For years, we’ve weighed the costs and benefits of expanding Medicaid under the Affordable Care Act. In the face of coronavirus, that debate takes on new urgency and a fresh perspective. It’s a life and death decision on a monumental scale.
The benefits are substantial. They’re real. This is not only a matter of outlasting the virus; it’s a matter of conquering it. Consider the advantages more doctors and hospitals coupled with an increase in insured residents would bring to our efforts to institute widespread testing and reliable tracking of coronavirus. Just think of what a better position Alabama would be in to deploy a potential vaccine when it becomes available down the road. Imagine what nearly 30,000 new jobs and increased investment would mean for our economic recovery — not to mention more Alabamians being ready to go back to work, back to school, and back to business with greater confidence and peace of mind when the time comes.
Meanwhile, opponents continue to argue that it’s just too costly. According to recent news reports, Governor Ivey even said it was “irresponsible to think about expanding Medicaid just for the sake of expanding Medicaid without having a complete and honest discussion about the source of stable funding to pay the match.” But my colleagues and I are not advocating Medicaid expansion for its own sake or as some sort of political victory. We’re doing it to save lives and to beat back this pandemic. The time for talk is over. The thorough discussions and cost-benefit analyses have been done. What we can’t afford to do is wait. And with all due respect, if Alabama can spend nearly a billion dollars on building three new prisons, we surely can invest a fraction of that in our healthcare system.

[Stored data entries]
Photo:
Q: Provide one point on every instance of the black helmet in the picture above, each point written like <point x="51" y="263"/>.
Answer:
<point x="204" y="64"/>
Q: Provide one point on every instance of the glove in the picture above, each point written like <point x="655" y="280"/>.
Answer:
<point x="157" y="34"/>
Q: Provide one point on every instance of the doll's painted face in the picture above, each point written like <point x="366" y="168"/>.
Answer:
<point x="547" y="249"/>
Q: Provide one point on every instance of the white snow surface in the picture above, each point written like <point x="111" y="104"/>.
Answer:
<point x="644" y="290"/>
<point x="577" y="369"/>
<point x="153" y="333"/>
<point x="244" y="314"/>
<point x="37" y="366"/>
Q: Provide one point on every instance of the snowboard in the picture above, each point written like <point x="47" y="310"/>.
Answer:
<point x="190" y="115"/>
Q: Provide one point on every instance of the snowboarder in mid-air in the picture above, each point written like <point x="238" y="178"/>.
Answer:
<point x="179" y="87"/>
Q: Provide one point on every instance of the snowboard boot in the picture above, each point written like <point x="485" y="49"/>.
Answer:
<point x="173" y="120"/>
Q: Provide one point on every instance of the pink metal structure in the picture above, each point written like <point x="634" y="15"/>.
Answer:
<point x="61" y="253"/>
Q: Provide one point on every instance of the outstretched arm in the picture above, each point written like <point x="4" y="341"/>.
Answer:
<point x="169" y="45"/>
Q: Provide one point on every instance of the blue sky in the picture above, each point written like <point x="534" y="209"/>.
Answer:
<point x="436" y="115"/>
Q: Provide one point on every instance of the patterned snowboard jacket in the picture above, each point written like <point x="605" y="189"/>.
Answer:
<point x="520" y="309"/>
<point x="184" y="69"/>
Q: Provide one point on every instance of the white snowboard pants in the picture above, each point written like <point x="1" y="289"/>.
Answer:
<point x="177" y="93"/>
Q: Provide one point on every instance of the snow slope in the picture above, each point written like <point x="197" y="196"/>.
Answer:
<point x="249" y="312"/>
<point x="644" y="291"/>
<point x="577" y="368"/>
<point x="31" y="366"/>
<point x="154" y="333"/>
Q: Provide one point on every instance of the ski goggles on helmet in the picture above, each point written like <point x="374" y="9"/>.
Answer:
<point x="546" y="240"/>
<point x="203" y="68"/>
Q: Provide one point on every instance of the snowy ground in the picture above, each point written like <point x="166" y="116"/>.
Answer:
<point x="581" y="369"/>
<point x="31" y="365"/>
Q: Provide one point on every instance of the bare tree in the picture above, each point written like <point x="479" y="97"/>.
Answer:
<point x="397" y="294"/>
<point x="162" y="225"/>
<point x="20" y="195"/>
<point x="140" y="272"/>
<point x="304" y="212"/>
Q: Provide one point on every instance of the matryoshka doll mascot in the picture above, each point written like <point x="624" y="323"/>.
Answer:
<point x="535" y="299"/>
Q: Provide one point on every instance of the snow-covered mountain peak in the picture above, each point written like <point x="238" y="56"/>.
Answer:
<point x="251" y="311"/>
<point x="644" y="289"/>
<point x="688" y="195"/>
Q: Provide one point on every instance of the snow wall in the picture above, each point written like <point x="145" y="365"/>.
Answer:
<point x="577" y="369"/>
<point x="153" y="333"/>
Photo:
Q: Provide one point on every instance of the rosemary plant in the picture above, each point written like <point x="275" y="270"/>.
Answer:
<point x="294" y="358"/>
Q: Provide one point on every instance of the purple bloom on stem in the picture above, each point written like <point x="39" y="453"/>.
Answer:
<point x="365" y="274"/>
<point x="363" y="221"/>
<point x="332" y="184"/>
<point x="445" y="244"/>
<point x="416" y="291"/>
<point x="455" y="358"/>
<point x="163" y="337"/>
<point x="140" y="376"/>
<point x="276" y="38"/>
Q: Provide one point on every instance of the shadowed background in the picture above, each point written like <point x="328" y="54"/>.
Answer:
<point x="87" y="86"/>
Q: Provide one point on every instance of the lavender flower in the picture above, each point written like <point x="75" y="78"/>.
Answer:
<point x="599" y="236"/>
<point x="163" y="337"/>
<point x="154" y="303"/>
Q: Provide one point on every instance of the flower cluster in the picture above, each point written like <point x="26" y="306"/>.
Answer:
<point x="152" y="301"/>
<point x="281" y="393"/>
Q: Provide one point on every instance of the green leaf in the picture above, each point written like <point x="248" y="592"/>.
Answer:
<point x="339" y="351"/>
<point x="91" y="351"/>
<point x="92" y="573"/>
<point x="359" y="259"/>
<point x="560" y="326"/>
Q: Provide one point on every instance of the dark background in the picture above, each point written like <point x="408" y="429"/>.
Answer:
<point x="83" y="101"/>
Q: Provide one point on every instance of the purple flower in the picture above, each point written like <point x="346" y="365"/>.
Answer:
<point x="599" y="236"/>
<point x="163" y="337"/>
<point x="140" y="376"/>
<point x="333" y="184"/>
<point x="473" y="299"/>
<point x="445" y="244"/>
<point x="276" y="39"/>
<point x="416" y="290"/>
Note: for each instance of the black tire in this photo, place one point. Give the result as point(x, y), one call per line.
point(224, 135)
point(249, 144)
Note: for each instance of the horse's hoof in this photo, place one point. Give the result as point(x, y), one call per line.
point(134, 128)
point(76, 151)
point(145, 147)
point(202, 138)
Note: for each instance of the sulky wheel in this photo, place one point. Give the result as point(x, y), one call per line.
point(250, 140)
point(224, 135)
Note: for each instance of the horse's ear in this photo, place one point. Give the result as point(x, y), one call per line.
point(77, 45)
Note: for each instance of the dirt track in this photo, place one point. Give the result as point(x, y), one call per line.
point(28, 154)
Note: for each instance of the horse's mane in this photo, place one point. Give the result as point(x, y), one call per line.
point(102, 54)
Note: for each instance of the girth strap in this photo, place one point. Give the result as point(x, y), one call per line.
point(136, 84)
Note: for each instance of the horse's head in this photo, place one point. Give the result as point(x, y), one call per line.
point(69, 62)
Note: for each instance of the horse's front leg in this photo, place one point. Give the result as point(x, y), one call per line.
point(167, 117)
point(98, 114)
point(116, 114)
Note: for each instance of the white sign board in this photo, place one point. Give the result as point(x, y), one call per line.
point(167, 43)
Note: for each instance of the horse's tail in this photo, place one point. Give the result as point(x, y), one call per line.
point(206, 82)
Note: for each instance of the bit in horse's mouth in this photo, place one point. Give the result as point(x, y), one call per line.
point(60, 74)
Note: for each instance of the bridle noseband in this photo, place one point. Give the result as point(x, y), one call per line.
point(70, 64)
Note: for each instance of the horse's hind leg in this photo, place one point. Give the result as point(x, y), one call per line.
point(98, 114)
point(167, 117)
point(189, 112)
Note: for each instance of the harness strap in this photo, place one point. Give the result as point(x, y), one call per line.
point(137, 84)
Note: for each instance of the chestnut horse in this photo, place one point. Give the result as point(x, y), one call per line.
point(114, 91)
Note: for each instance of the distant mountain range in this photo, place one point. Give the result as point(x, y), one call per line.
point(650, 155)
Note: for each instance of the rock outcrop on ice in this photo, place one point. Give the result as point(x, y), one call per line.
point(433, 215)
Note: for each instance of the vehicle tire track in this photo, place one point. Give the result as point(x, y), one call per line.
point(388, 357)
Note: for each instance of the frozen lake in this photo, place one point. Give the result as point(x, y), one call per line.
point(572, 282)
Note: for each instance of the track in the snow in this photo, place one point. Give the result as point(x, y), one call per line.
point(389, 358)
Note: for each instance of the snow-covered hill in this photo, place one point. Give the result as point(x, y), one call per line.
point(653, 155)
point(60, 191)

Required action A: Can you set down, word for word, everything in the Medicaid expansion text from "For years, we’ve" down to "a monumental scale."?
Required action B: Could you take the text on expanding Medicaid in Alabama further, picking up right after its final sentence?

Answer area A:
For years, we’ve weighed the costs and benefits of expanding Medicaid under the Affordable Care Act. In the face of coronavirus, that debate takes on new urgency and a fresh perspective. It’s a life and death decision on a monumental scale.

Answer area B:
Furthermore, significant funds are becoming available through the federal CARES Act that we can use to offset other budgetary needs. Additionally, U.S. Senator Doug Jones has introduced legislation, the States Achieve Medicaid Expansion (SAME) Act, to reinstate the 100 percent federal funding match that was initially offered to states that wisely expanded Medicaid years ago. If we can get that passed, Alabama would get another bite at the apple.
However, at the end of the day, the financial impact of expanding Medicaid can and will never compare to the human cost of ongoing inaction. Lives lost cannot be regained. But acting now can put us on the right footing to slow the spread, treat the sick, prepare to fend off future outbreaks, and begin a real path to long-term and sustainable recovery.
Lack of insurance, underlying medical conditions, and limited access to care — coronavirus has not only highlighted major and longstanding challenges to our healthcare system, but it has also drastically exacerbated them. These challenges can no longer be ignored or swept under the rug. They’ve gotten worse to the point that now part of the public health crisis that is killing Alabama communities and Alabamians. And while we may not have a vaccine for the virus itself, there is a way to substantially improve our reaction to it.
Alabama must expand Medicaid now. To do anything else is to continue to try (and fail) to treat the symptoms while real, actionable solutions are within reach.